#### SOURCE EXTRACT
--- START ---

These kinds of benefits are:

  • Flexible: One person might use their funds for a gym membership, while another pays for childcare. The same benefit works differently for everyone, and they can choose how to use it.
  • Relevant to modern lifestyles: Gen Z and Millennials, for example, who make up a growing share of the workforce, want perks that support their mental health, personal growth, and life balance. Other generations might be more interested in holistic medicine, volunteering, etc.
  • Retention-friendly: When employees feel supported beyond the basics, they’re more likely to stay with their company. An LSA signals that the employer cares about their overall wellbeing and interests, not just their job performance.

In short, LSAs help companies stand out in a competitive job market while keeping costs efficient and tax-smart.

--- END ---

#### SET OF TASKS
1. Return the part of the passage on lifestyle spending accounts starting at "These kinds of" and ending at "efficient and tax-smart.", copied word for word.
2. Resume the passage on lifestyle spending accounts from its last sentence and continue it.

Region pointing data
--- START ---

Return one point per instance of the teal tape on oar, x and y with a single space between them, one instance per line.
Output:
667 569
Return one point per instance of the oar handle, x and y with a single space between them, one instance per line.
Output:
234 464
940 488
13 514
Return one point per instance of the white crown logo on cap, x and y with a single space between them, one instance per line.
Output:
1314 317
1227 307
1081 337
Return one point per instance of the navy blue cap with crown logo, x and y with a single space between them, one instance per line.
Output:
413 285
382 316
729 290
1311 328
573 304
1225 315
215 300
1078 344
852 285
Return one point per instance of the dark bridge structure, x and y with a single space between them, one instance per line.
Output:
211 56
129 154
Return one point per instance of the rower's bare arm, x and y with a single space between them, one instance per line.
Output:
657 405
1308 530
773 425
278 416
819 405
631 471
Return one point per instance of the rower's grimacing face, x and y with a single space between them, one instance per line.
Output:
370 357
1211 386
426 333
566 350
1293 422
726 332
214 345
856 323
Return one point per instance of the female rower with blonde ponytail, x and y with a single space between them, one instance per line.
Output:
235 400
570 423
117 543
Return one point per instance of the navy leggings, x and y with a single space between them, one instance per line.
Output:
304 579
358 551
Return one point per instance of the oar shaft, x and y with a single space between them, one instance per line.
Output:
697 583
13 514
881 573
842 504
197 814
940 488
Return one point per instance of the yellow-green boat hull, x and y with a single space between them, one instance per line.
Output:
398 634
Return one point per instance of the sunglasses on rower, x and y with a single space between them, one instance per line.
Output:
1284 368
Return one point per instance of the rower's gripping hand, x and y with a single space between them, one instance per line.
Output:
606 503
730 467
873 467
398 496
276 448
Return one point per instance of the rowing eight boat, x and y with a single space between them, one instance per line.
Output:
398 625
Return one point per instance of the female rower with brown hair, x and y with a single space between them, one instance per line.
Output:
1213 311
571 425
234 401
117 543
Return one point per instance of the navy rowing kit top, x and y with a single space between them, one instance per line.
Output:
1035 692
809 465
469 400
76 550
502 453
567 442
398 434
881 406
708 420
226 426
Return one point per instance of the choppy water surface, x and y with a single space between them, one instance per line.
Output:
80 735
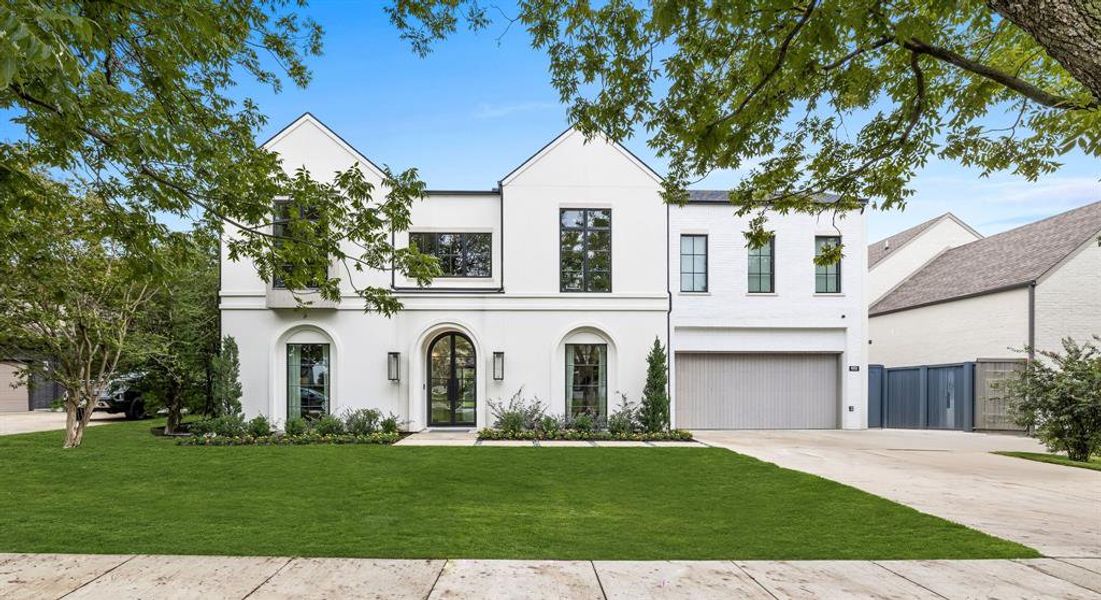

--- END ---

#### TASK RESULTS
1.
These kinds of benefits are:

  • Flexible: One person might use their funds for a gym membership, while another pays for childcare. The same benefit works differently for everyone, and they can choose how to use it.
  • Relevant to modern lifestyles: Gen Z and Millennials, for example, who make up a growing share of the workforce, want perks that support their mental health, personal growth, and life balance. Other generations might be more interested in holistic medicine, volunteering, etc.
  • Retention-friendly: When employees feel supported beyond the basics, they’re more likely to stay with their company. An LSA signals that the employer cares about their overall wellbeing and interests, not just their job performance.

In short, LSAs help companies stand out in a competitive job market while keeping costs efficient and tax-smart.

2.
Pros and Cons of Lifestyle Spending Accounts

Like any benefit program, a Lifestyle Spending Account (LSA) comes with strengths, but it also has its limitations. Understanding both helps employers decide if it’s the right fit for their workforce.

Pros Cons
Tax savings for employers Not tax-advantaged in all categories (varies by IRS rules). A few categories can be non-taxable if set up right:

  • Education ($5,250/year)
  • Commuter/parking benefits
  • Doctor-prescribed wellness (like smoking cessation)
Flexibility for employees Requires clear communication to avoid confusion (employees may try to spend it in things that are not eligible, for example).

They may overlap with other benefits that the company already offers.

Boosts retention and engagement Some admin setup needed
Covers wellness, mental health, fitness                             Employers must decide eligible categories

 

A key takeaway: The benefits often outweigh the drawbacks, especially when paired with good communication and clear eligibility guidelines.

 

Lifestyle Spending Account vs. Other Benefits

When comparing LSAs to other benefit options, their versatility stands out.

  • Some traditional perks like gym memberships or lunch stipends are limited in scope. An LSA, on the other hand, can cover multiple wellness and lifestyle areas, giving employees choice instead of a one-size-fits-all perk.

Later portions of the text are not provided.